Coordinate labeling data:
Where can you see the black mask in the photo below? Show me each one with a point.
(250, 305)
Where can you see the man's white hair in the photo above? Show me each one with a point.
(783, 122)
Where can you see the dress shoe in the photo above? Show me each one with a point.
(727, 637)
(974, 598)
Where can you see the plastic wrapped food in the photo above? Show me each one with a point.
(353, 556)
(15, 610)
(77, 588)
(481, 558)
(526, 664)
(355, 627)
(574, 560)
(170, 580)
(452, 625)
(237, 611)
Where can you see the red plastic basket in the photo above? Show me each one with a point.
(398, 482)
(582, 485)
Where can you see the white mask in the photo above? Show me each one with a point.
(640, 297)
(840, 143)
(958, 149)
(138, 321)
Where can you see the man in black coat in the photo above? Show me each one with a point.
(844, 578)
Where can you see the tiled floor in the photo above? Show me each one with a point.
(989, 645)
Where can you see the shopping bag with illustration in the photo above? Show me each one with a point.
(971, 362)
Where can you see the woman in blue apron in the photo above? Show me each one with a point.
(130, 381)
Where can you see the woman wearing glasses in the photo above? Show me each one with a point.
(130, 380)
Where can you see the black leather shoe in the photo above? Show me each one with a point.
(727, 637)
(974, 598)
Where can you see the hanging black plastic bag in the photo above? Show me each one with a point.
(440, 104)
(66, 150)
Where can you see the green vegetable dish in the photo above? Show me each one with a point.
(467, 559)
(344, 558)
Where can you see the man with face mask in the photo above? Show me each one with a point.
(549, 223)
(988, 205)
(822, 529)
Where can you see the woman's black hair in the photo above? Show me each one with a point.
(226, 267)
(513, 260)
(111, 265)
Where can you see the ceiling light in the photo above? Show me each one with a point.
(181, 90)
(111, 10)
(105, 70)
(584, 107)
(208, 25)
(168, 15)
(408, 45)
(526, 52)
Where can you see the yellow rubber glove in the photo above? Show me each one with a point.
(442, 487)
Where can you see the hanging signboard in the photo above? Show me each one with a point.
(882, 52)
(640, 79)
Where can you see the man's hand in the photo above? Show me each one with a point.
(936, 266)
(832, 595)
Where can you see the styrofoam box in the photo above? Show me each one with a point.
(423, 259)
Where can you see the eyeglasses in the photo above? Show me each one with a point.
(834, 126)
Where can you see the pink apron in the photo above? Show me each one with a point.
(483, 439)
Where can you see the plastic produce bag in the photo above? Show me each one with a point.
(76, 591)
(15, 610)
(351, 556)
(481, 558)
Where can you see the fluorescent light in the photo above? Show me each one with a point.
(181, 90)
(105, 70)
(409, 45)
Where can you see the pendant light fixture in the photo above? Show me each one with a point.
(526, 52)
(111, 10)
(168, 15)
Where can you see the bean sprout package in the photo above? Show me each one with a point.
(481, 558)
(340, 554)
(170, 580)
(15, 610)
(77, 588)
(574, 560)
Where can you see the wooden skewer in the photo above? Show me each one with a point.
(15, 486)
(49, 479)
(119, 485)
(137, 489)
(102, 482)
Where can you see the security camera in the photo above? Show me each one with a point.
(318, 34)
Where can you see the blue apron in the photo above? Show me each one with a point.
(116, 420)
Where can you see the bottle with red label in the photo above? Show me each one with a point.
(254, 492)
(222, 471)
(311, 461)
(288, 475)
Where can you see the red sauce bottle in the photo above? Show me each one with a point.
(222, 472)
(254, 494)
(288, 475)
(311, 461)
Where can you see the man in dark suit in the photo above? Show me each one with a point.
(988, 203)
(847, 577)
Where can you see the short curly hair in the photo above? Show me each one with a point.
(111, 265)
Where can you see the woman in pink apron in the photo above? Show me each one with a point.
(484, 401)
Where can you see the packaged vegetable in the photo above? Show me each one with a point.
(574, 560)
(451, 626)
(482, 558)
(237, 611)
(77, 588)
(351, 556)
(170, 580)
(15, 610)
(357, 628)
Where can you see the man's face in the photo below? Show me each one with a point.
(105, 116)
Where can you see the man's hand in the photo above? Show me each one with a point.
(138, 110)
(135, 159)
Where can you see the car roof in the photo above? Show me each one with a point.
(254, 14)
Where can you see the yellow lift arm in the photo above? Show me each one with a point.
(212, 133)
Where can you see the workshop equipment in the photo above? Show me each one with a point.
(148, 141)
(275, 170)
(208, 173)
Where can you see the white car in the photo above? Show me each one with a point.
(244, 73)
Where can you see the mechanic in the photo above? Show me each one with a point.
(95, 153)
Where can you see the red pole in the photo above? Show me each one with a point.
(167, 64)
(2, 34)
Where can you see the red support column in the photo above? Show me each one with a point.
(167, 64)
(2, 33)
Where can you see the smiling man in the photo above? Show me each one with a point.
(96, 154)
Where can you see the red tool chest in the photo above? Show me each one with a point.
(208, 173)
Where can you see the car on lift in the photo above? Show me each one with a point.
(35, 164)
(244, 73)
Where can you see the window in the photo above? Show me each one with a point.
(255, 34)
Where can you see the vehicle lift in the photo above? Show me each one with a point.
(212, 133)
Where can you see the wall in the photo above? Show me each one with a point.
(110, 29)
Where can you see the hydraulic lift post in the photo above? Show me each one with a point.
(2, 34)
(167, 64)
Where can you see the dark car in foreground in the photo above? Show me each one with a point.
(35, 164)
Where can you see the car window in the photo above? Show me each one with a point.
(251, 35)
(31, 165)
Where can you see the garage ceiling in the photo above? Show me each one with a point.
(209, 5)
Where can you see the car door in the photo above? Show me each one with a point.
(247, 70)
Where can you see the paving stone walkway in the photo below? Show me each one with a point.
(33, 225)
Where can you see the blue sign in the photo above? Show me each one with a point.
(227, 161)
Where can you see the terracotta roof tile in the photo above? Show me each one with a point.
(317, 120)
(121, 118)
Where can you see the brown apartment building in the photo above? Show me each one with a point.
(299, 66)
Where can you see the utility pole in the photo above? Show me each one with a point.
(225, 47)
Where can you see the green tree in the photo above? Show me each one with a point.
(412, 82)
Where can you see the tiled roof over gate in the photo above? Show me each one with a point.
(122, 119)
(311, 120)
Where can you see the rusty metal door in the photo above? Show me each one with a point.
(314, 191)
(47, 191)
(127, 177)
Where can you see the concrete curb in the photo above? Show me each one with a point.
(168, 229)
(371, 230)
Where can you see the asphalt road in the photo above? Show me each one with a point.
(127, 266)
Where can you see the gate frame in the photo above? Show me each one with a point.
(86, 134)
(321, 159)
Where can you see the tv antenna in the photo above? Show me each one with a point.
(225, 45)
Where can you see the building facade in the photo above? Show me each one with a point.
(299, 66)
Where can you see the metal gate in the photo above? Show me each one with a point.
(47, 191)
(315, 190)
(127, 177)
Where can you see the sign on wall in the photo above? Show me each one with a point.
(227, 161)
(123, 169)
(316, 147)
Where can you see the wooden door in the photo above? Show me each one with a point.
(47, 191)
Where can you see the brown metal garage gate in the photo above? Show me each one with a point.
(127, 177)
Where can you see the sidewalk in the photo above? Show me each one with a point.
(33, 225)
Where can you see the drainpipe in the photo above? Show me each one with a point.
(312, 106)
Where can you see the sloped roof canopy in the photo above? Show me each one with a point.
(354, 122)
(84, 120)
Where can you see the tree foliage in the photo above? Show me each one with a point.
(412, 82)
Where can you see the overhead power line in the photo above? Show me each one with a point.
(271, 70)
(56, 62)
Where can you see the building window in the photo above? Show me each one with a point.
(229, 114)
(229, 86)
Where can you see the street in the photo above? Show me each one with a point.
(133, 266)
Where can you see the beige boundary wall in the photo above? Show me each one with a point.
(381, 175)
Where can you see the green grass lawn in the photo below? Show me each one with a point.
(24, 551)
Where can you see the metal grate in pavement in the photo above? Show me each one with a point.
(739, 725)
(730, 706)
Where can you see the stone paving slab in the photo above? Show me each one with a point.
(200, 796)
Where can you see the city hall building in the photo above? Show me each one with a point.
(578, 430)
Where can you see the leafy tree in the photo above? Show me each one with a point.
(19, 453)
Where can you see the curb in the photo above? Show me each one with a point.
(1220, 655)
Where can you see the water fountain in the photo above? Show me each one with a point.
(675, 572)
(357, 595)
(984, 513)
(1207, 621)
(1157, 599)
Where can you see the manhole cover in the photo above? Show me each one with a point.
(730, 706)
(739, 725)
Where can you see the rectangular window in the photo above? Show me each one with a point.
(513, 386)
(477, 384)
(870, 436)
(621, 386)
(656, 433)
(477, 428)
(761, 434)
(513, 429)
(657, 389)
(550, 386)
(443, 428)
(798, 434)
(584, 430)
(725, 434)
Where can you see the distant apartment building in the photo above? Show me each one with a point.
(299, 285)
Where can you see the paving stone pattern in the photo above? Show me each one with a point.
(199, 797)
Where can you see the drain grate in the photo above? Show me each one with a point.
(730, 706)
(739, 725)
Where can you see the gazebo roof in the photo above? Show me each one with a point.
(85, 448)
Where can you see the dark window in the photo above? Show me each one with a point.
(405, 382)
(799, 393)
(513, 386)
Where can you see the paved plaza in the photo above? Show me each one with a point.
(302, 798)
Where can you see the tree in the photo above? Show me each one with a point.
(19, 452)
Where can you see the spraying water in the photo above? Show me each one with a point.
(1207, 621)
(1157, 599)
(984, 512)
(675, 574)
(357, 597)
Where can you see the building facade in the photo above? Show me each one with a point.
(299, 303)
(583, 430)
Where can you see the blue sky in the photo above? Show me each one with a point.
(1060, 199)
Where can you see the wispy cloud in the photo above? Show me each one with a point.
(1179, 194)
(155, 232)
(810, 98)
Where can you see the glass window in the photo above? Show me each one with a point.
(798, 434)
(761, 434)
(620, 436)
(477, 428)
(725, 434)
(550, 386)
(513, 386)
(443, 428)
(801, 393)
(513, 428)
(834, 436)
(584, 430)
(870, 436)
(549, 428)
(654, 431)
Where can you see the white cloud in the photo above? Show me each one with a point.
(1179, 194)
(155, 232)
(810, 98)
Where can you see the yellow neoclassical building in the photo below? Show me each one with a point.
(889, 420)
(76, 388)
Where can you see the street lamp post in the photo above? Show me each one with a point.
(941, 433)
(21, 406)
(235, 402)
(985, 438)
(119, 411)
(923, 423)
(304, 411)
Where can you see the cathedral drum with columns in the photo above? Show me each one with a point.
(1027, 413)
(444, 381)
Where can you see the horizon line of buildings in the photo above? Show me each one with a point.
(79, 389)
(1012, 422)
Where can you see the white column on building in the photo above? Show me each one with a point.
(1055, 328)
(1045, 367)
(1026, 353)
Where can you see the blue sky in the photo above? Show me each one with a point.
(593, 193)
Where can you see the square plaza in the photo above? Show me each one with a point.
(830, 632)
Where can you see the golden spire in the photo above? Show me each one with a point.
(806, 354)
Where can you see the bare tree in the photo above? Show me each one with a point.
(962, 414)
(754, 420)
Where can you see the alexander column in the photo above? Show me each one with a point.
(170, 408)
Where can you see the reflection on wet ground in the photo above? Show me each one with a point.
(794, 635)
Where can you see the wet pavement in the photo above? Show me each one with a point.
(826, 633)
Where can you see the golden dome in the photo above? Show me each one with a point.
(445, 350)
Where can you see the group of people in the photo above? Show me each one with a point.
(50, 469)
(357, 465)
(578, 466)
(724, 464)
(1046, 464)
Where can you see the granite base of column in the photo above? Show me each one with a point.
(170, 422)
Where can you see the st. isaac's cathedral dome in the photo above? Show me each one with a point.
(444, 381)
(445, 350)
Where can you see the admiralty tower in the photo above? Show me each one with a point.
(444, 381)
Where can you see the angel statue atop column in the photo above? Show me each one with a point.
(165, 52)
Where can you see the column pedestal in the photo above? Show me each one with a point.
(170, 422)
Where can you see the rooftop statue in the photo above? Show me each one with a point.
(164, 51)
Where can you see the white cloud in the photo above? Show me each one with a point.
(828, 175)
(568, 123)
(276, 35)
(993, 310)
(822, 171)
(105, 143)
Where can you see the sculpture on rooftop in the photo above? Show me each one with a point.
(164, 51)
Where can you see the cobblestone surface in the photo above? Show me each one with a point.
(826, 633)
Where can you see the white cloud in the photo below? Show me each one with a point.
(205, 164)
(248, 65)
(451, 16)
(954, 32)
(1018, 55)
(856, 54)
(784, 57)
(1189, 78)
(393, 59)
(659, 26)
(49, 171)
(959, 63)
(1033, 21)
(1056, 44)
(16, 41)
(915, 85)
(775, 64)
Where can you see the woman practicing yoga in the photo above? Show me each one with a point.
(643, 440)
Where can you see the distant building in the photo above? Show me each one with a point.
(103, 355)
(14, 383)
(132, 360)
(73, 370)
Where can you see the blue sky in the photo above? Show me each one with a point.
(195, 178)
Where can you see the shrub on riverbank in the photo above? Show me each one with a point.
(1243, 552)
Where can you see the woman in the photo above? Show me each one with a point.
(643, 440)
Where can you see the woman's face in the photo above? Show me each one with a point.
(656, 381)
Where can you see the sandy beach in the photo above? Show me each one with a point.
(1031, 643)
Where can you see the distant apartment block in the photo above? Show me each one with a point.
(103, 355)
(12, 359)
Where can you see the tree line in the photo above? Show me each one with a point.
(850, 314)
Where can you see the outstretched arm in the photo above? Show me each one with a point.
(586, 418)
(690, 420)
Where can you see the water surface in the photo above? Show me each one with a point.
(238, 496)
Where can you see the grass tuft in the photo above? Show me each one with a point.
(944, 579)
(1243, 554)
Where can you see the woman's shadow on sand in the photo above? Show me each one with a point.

Requirement -
Would you quote, exactly and only, the lines from the one containing "Where can you see the shrub" to the end of the entries?

Full solution -
Where can you see the shrub on riverbank in the photo above? Show me each one with a point.
(1243, 552)
Where can you see the woman in the photo above? Show me each one with a point.
(643, 440)
Where can you see the woman's face in the photo above? Show me each one with a point.
(656, 381)
Where can you see the sandy beach in the photo above? Show me each one with a point.
(1031, 643)
Where can you see the distant apartment block in the photo above? Show me each one with a point.
(103, 355)
(12, 359)
Where can you see the tree line in the photo above? Show me each one with a point.
(850, 314)
Where can you see the outstretched arm in the photo above? Show me each one with a point.
(586, 418)
(690, 420)
Where can you see the water surface in the photo above? Show me each one with a point.
(238, 496)
Where can you see the grass tuft in the photo above? Show me each one with a point.
(944, 579)
(1243, 554)
Where can you see the woman's shadow on sand in the photo above? Show me each one with a point.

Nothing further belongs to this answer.